● Directions: Report each line of the records below that contains the string "instance", copying every such line in full.

[Records from a collection]
———

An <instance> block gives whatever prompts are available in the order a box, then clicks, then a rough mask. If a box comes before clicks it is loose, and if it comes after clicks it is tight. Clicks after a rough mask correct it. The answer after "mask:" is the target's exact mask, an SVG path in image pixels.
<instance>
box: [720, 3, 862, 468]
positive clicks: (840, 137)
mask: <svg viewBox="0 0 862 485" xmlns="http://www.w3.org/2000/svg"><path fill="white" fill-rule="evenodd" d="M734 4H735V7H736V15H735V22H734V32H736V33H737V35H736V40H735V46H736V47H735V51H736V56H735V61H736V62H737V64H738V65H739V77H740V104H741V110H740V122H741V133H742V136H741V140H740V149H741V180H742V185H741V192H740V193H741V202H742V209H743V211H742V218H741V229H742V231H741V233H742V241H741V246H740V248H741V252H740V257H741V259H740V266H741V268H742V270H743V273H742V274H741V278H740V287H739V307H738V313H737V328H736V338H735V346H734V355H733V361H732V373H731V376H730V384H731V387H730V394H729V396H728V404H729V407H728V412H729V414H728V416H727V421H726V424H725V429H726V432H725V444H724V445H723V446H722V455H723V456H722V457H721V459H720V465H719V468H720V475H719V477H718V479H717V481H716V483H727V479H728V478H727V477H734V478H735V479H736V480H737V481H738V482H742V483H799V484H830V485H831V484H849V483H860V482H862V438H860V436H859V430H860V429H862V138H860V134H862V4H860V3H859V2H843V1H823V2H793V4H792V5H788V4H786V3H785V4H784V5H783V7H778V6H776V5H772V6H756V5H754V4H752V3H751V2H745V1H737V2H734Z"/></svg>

———

● Written solution:
An <instance> block gives whatever prompts are available in the order a box, then clicks, then a rough mask. If a box comes before clicks it is loose, and if it comes after clicks it is tight. Clicks after a rough mask correct it. The answer after "mask:" is the target's exact mask, an SVG path in image pixels.
<instance>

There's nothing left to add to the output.